Exercise prompt – Lay out the stretch of the entries below that opens with the line containing "of the neoclassical" and closes with the line containing "of the apartment", both lines included, as a Markdown table with the columns Row and Content. Put a running row number in Row and each line in Content, leaving out any blank lines.

==============================

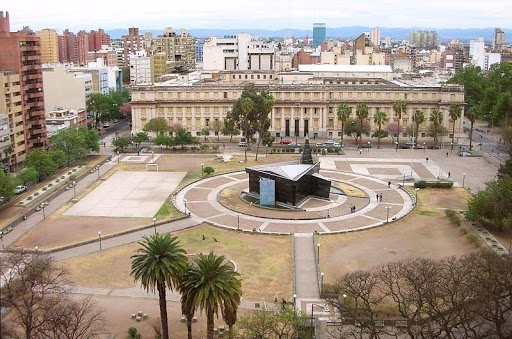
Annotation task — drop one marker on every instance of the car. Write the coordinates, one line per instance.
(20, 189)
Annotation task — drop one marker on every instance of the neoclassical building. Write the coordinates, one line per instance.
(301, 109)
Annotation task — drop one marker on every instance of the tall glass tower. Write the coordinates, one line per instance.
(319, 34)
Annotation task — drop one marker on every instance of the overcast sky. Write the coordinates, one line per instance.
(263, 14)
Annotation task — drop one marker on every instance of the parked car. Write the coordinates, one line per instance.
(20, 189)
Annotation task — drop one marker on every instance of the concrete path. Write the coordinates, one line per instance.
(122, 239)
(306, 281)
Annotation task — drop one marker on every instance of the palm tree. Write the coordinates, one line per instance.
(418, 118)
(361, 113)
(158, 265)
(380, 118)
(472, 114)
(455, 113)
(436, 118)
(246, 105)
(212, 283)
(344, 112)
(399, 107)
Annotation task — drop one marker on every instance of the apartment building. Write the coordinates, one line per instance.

==============================

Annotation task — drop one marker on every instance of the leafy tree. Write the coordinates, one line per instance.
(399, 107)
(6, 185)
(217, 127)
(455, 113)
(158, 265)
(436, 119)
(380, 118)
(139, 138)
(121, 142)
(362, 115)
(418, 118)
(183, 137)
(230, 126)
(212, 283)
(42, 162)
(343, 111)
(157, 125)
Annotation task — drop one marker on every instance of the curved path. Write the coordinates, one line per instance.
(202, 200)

==============================

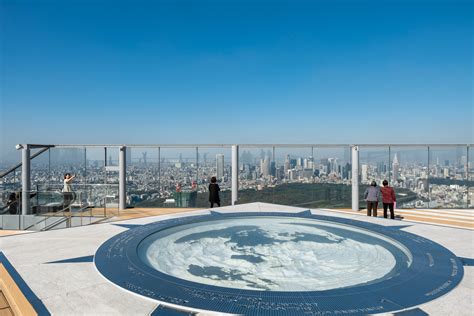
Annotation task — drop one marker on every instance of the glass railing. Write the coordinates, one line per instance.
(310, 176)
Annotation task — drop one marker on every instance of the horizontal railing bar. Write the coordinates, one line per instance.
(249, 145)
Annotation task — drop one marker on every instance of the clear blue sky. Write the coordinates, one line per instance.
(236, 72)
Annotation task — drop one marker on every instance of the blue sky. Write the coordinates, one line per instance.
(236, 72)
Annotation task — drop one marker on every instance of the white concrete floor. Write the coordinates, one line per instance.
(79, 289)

==============================

Complete output –
| Row | Content |
|---|---|
| 1 | Annotation task — drop one marker on every instance of the neoclassical building. Write the coordinates, one line per instance. |
| 2 | (301, 109) |
| 3 | Annotation task — drop one marker on every instance of the tall glass tower. Write the coordinates, one line per instance. |
| 4 | (319, 34) |
| 5 | Annotation task — drop one marker on every instance of the overcast sky. Write the coordinates, one line per instance. |
| 6 | (263, 14) |
| 7 | Annotation task — drop one marker on every instance of the parked car. Write the coordinates, one line per instance. |
| 8 | (20, 189) |
| 9 | Annotation task — drop one marker on every instance of the concrete path. Write the coordinates, one line per instance. |
| 10 | (122, 239) |
| 11 | (306, 281) |
| 12 | Annotation task — drop one marker on every instance of the palm tree. Write the coordinates, one line per instance. |
| 13 | (418, 118) |
| 14 | (361, 113) |
| 15 | (158, 265) |
| 16 | (380, 118) |
| 17 | (472, 114) |
| 18 | (455, 113) |
| 19 | (436, 118) |
| 20 | (246, 105) |
| 21 | (212, 283) |
| 22 | (344, 112) |
| 23 | (399, 107) |
| 24 | Annotation task — drop one marker on every instance of the apartment building. Write the coordinates, one line per instance. |